-- JOB 1 --
According to the mentoring text below, at which film festival was Man In The Chair featured?
-- JOB 2 --
Repeat word for word the passage of the mentoring text below between "Scanning The Networks" and "be great mentors.", inclusive.

As a speaker, I hear disconcerting stories from my clients of what other speakers have said, what they've done and how they treat the audience and the staff. Even secondhand, the lessons from those who are badly behaved are valuable.
The same is true for my authorial world. One of my former book publicity people told me of one well-known author, who terrorized the publicity department. "I wish I could say he was passive aggressive, but there was nothing passive about him." The publisher would not exercise the option for the author's next book. That ill-behaved author is a fabulous "reverse mentor." Just doing the opposite of what he did would be appreciated by the people in the publicity department. There are good lessons to be gleaned from bad role models.
Boss As Fabulous Mentor
Over lunch, "Linn" told me of her great happiness in her new job. Really, she didn't have to tell - it was all over her face. Her smile was ear to ear and, even after a long week, she glowed.
"I love my job and my boss. She lets me do things I was not allowed to do at the other company. She gave me full reign to present one of my books at a sales conference. My boss wants me to meet the media, take producers and editors to lunch and pick up the phone to follow up and even just schmooze!" Linn has already booked a number of her authors on major TV shows and gotten them in magazines and newspapers. She can't wait to get to work each day to learn something new from her very smart, secure and supportive boss. It should happen to everyone! And I'm thrilled for her.
To Be Mentored Or Not To Be Mentored
To decide if you want a mentor, you might ask yourself if you're ready to commit time, energy, and the obligation not only to listen but also to follow through. The implicit agreement, when you seek guidance, assistance and support is that you will do the necessary follow through. No one has so much time as to waste it on someone who doesn't do it. If we're given a suggestion or idea that doesn't fit, it's fair to say a version of, "Your idea got me to thinking about the issue. I was able to adapt it by doing ________ (you fill in the blank) and it worked well. Thanks!" But, ignoring suggestions, advice and information shared by a mentor will backfire. Don't waste a mentor's time by not valuing their input.
If you're seeking a mentor on your own, rather than through a company assigned mentor program, it requires an understanding of what a mentor is: a teacher, a guide, a coach who will show you the ropes and, most importantly, encourage you. He or she is a wingman for the work world and should be able to share insights, ideas, experiences and knowledge. That it should be someone you respect and from whom you will learn is key.
Scanning The Networks
No, this has nothing to do with the techie gadget that magically reproduces letters and photos into your computer or using the remote control to channel surf. This is a "person process" where you assess, evaluate and review who's in your life and in your networks because you know people who are more experienced, wiser, better and more widely connected than you are. Some people are so busy looking up the organizational chart for the mentor who is thought to be a guaranteed "free backstage pass," that they overlook likely candidates who would be great mentors.
The "incidental mentor in our midst" is how director/screenwriter Michael Schroeder described the theme of his movie, Man In The Chair. Featured at the Mill Valley Film Festival in 2007 and starring the extraordinary Christopher Plummer, the movie focused on relationships with unlikely mentors who surround us and have much to offer. We need to keep our eyes and ears open. It was the only festival movie I attended that received a standing ovation, deservedly so. It was a powerful movie - an eye-opener.
In your workplace, the best candidate could be an immediate boss, the person in the next cubicle who has a certain software program down pat, a colleague in another company or the friend that first told you about the job opening at his company, an acquaintance in your professional association, a friend of a friend who is in your industry, an older alumnus from your alma mater or even a teacher.

-- ROWS --
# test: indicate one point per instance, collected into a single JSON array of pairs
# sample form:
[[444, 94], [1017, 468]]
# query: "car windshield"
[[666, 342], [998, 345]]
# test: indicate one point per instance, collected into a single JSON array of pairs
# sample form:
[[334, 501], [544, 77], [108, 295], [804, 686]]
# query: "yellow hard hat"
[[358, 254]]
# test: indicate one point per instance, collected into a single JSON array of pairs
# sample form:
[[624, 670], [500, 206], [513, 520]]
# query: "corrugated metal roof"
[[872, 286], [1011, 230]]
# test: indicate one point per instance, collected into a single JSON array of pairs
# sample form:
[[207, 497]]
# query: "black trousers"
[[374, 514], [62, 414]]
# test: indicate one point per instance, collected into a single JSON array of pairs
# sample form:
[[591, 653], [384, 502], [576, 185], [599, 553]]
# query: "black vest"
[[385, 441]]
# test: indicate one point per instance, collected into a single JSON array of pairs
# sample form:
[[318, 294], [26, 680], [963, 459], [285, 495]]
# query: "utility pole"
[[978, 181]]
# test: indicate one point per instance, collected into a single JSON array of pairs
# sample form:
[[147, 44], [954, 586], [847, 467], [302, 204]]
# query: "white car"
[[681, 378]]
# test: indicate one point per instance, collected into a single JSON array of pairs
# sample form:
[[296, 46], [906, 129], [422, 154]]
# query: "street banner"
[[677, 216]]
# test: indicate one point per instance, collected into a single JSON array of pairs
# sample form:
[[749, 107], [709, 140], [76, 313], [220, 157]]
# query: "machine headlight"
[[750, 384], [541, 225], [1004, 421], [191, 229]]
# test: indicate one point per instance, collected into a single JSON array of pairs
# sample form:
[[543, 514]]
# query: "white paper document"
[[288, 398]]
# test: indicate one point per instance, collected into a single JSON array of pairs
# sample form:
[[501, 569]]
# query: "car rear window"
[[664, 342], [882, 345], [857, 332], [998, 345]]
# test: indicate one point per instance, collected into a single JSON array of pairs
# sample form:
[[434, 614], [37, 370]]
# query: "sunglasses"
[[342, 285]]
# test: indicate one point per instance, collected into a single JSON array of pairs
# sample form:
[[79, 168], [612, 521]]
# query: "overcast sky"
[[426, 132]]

-- CORRECT RESPONSE 1 --
The Mill Valley Film Festival, in 2007.

-- CORRECT RESPONSE 2 --
Scanning The Networks
No, this has nothing to do with the techie gadget that magically reproduces letters and photos into your computer or using the remote control to channel surf. This is a "person process" where you assess, evaluate and review who's in your life and in your networks because you know people who are more experienced, wiser, better and more widely connected than you are. Some people are so busy looking up the organizational chart for the mentor who is thought to be a guaranteed "free backstage pass," that they overlook likely candidates who would be great mentors.